▽

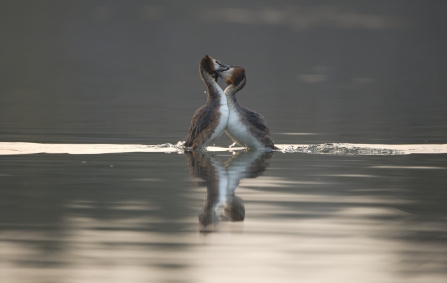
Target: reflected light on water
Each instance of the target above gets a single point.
(354, 244)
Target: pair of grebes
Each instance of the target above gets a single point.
(223, 113)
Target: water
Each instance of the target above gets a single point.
(354, 94)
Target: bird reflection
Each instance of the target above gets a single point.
(221, 181)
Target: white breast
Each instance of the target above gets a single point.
(239, 132)
(223, 120)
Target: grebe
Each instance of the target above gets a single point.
(245, 127)
(210, 120)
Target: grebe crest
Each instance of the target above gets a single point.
(210, 120)
(245, 127)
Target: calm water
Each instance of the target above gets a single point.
(127, 73)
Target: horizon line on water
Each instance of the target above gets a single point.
(20, 148)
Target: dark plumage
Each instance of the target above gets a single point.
(245, 127)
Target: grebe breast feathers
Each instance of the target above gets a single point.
(210, 120)
(245, 127)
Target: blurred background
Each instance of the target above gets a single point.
(127, 71)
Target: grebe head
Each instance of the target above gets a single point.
(211, 65)
(234, 76)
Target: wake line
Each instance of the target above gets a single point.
(18, 148)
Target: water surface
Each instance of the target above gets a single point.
(353, 92)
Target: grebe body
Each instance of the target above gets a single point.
(209, 121)
(245, 127)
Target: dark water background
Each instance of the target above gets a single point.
(127, 72)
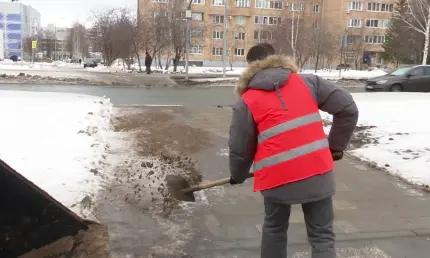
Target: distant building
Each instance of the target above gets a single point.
(61, 45)
(12, 17)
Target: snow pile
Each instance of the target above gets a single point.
(57, 141)
(346, 74)
(401, 138)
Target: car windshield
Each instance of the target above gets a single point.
(400, 71)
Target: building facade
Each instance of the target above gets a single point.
(12, 17)
(356, 28)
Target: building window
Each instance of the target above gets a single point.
(354, 23)
(218, 2)
(372, 23)
(240, 36)
(217, 51)
(239, 51)
(374, 39)
(241, 20)
(315, 24)
(197, 16)
(218, 35)
(196, 49)
(375, 23)
(269, 4)
(218, 19)
(243, 3)
(356, 6)
(378, 7)
(316, 8)
(265, 35)
(267, 20)
(296, 7)
(196, 33)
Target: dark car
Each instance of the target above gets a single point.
(408, 78)
(92, 64)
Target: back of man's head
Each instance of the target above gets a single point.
(259, 52)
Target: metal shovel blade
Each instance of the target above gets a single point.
(176, 185)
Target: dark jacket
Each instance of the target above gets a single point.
(262, 75)
(148, 60)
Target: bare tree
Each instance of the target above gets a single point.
(77, 41)
(298, 29)
(155, 29)
(102, 34)
(417, 18)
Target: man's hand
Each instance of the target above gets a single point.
(233, 182)
(337, 155)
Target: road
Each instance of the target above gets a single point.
(377, 215)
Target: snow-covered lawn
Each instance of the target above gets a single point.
(401, 136)
(56, 140)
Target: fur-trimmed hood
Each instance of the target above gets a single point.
(265, 74)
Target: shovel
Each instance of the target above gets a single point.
(182, 191)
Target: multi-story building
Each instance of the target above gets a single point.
(12, 17)
(356, 28)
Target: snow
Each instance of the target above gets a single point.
(401, 135)
(118, 66)
(56, 140)
(347, 74)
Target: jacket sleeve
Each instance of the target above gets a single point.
(242, 142)
(339, 103)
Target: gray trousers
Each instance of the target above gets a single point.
(319, 224)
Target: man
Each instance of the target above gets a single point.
(148, 62)
(276, 125)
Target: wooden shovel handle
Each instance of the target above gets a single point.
(211, 184)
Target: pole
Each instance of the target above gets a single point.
(22, 36)
(224, 48)
(187, 47)
(55, 40)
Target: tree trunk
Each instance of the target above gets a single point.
(426, 38)
(317, 59)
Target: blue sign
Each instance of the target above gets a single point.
(14, 45)
(13, 26)
(18, 54)
(13, 17)
(14, 36)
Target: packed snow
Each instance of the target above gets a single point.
(399, 137)
(57, 141)
(119, 66)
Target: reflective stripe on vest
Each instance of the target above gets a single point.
(292, 145)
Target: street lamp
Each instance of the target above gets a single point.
(20, 27)
(224, 48)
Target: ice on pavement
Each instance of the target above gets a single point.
(401, 133)
(56, 140)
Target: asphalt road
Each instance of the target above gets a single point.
(377, 215)
(148, 95)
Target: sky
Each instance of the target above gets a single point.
(64, 13)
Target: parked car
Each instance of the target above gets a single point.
(343, 67)
(409, 78)
(89, 62)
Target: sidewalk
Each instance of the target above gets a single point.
(377, 215)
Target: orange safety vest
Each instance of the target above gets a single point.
(292, 145)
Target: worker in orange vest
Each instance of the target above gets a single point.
(277, 128)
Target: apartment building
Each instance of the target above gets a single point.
(358, 27)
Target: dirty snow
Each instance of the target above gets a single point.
(56, 141)
(400, 135)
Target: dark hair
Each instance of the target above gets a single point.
(259, 52)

△

Work to complete: Across the data above, how many lines include the word "vest"? Give only the number.

Your response: 3